__THE TASKS__:
• A. Answer these questions from the HS2 post:
(i) In which month did Rishi Sunak announce the Treasury's new fiscal rule?
(ii) To what percentage does that rule limit borrowing for capital expenditure?
(iii) What reason does the post give for Leeds suffering?
• B. Return the passage of the HS2 post starting at "Why did Leeds" and ending at "major regional hub.", copied word for word.

__DOCUMENT__:
________________
When economic irrationality might literally become the biggest threat to human life we all need to worry.

Posted on

I have always felt conflicted by the HS2 rail plan. An excessively complex railway designed for speed and as a consequence accessible for pricing reasons to a very limited part of the population who will gain as a consequence relatively small amounts of time whose economic benefit Is hard to justify has always appeared to me to be in conflict with the need to upgrade so many local railways in ways that can actually provide much greater environmental gain. At the planning level I do, as a result, have a little difficulty criticising all aspects of yesterday's decision on this issue by the government. What I am, however, certain about is that the reason for it being made is entirely wrong.

The HS2 route to Sheffield and Leeds is not being cancelled for technical reasons. What is more, climate change has almost certainly increased the economic case for it being built. However, it ran foul of Treasury dogma.

As Rishi Sunak announced in October, the Treasury now has a new fiscal rule. The aim is to eliminate borrowing for day to day spending, and to limit borrowing for capital expenditure to 3% whilst reducing the overall debt to GDP ratio. The inevitable consequence is capital rationing for projects that might otherwise meet every condition for viability. I have little doubt that this rule is the real reason why HS2 has been cancelled. Spending on the scale that HS2 requires (and it is big) threatened Sunak's rule, and when it comes down to the conflict between meeting people's needs, tackling transport issues, dealing with the environmental crisis, or making rational economic appraisal as opposed to complying with a politician's artificially imposed economic rule will the latter always come first.

Why did Leeds suffer? Simply because it was the easiest bit to lop off the plan. Candidly I doubt that there was anything more rational to this than that. Something had to go to keep Sunak happy, and Leeds paid the price despite all the effort that has been made to promote it as a major regional hub.
________________
Coordinate annotation entries
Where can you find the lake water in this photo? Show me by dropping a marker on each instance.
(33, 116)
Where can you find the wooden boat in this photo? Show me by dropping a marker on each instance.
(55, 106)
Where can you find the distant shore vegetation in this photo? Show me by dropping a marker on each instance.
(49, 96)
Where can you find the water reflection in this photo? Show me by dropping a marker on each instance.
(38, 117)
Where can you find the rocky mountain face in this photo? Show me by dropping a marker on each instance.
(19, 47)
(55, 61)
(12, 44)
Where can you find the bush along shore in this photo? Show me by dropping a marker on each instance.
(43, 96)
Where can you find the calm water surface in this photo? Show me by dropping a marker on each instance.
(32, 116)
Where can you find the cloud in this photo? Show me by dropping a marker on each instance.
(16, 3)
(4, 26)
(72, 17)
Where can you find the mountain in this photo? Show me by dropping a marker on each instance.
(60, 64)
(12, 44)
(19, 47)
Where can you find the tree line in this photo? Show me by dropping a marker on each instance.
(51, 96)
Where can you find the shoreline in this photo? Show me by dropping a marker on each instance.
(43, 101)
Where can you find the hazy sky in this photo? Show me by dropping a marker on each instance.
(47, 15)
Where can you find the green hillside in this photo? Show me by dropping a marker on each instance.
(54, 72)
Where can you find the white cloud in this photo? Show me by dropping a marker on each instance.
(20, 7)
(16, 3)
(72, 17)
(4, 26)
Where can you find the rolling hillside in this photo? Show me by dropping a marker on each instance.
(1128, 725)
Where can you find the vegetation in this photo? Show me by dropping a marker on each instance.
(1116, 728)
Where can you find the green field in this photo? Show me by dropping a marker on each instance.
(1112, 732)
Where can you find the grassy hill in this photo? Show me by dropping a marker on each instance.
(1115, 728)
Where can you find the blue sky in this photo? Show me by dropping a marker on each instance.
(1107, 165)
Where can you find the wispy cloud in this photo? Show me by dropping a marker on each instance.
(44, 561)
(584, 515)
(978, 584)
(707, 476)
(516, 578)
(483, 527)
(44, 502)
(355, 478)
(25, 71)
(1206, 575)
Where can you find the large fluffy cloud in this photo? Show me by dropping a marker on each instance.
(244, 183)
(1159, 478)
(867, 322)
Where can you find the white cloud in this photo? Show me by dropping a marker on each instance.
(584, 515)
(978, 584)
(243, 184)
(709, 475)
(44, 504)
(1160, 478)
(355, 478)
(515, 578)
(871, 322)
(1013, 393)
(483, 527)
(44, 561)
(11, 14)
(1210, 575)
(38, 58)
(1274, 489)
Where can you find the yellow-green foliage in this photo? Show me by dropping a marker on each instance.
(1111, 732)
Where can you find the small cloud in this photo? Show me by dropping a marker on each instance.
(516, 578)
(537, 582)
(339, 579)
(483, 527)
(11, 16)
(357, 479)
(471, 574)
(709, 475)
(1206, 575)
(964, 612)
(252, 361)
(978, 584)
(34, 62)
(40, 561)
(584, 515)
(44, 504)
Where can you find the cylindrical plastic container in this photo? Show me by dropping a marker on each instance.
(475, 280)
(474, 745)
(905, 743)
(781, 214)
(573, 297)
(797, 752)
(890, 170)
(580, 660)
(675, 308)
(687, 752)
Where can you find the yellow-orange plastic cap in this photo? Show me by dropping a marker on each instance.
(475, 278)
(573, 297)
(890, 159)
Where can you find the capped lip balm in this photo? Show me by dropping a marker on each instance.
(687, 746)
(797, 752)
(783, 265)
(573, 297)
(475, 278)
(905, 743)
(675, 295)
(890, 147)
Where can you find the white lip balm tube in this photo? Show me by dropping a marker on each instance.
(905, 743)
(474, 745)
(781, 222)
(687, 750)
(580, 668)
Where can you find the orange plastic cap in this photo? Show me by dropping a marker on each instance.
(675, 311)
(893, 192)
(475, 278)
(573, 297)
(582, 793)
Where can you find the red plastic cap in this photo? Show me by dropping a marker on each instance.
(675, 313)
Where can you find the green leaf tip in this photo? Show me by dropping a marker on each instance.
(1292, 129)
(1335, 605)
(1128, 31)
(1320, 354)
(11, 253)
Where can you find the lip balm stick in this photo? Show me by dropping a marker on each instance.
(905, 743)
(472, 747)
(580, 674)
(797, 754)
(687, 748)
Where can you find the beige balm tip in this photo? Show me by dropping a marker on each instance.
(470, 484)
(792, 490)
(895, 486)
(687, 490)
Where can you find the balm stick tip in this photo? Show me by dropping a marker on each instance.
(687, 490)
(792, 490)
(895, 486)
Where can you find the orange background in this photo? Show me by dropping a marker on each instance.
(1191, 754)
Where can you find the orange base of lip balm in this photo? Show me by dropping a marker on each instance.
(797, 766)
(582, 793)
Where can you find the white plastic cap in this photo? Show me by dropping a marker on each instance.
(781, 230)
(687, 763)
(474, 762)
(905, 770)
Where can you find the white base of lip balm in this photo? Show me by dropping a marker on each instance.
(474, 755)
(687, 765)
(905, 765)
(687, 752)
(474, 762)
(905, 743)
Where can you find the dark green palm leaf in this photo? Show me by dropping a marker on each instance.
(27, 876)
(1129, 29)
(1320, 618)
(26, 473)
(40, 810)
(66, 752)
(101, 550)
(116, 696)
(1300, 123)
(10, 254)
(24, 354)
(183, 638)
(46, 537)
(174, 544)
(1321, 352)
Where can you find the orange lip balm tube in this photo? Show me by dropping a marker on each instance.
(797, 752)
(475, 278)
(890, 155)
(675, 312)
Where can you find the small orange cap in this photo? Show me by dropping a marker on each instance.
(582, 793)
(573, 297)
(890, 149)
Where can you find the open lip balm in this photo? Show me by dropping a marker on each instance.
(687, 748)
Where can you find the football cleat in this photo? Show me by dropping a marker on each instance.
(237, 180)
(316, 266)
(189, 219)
________________
__ANSWERS TO THE EXERCISES__:
• A.
(i) October
(ii) 3%
(iii) It was the easiest bit to lop off the plan.

• B.
Why did Leeds suffer? Simply because it was the easiest bit to lop off the plan. Candidly I doubt that there was anything more rational to this than that. Something had to go to keep Sunak happy, and Leeds paid the price despite all the effort that has been made to promote it as a major regional hub.